-- START EXCERPTED RECORDS --

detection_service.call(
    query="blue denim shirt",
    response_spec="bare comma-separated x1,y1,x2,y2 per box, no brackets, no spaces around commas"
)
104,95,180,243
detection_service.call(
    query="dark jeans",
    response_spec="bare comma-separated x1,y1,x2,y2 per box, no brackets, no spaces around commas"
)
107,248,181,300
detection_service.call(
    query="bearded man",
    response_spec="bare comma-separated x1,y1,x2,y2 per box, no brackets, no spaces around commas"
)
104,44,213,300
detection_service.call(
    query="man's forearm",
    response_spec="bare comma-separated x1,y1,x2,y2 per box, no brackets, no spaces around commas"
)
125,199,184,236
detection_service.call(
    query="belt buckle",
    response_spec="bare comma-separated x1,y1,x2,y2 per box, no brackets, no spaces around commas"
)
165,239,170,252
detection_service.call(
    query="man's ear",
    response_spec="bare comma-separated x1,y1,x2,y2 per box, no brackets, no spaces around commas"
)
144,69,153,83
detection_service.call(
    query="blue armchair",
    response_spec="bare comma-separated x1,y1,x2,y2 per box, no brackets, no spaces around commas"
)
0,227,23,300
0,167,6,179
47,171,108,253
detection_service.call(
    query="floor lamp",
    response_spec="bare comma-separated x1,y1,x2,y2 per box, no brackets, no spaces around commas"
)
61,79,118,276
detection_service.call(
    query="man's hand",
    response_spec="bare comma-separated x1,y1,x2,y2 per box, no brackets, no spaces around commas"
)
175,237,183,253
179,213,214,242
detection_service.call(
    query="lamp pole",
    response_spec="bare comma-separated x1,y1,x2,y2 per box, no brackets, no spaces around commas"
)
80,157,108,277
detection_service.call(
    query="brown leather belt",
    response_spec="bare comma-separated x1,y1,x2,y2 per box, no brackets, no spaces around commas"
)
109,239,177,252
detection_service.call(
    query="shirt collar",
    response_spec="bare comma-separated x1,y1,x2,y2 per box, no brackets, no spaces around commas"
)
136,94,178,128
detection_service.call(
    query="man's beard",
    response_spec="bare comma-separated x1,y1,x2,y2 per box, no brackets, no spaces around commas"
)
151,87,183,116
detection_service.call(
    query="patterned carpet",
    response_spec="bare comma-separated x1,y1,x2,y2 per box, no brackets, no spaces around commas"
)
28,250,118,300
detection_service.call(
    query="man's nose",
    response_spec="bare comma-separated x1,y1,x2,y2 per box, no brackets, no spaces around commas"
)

-- END EXCERPTED RECORDS --

### PROBLEM TO SOLVE
Rescale everything from the start of the items up to and including the line with "104,95,180,243": write those lines out again in full, changing only the box coordinates in the answers. Multiply each coordinate by 1.5 and round it to a whole number, with halves rounded up.

### ANSWER TO THE EXERCISE
detection_service.call(
    query="blue denim shirt",
    response_spec="bare comma-separated x1,y1,x2,y2 per box, no brackets, no spaces around commas"
)
156,143,270,365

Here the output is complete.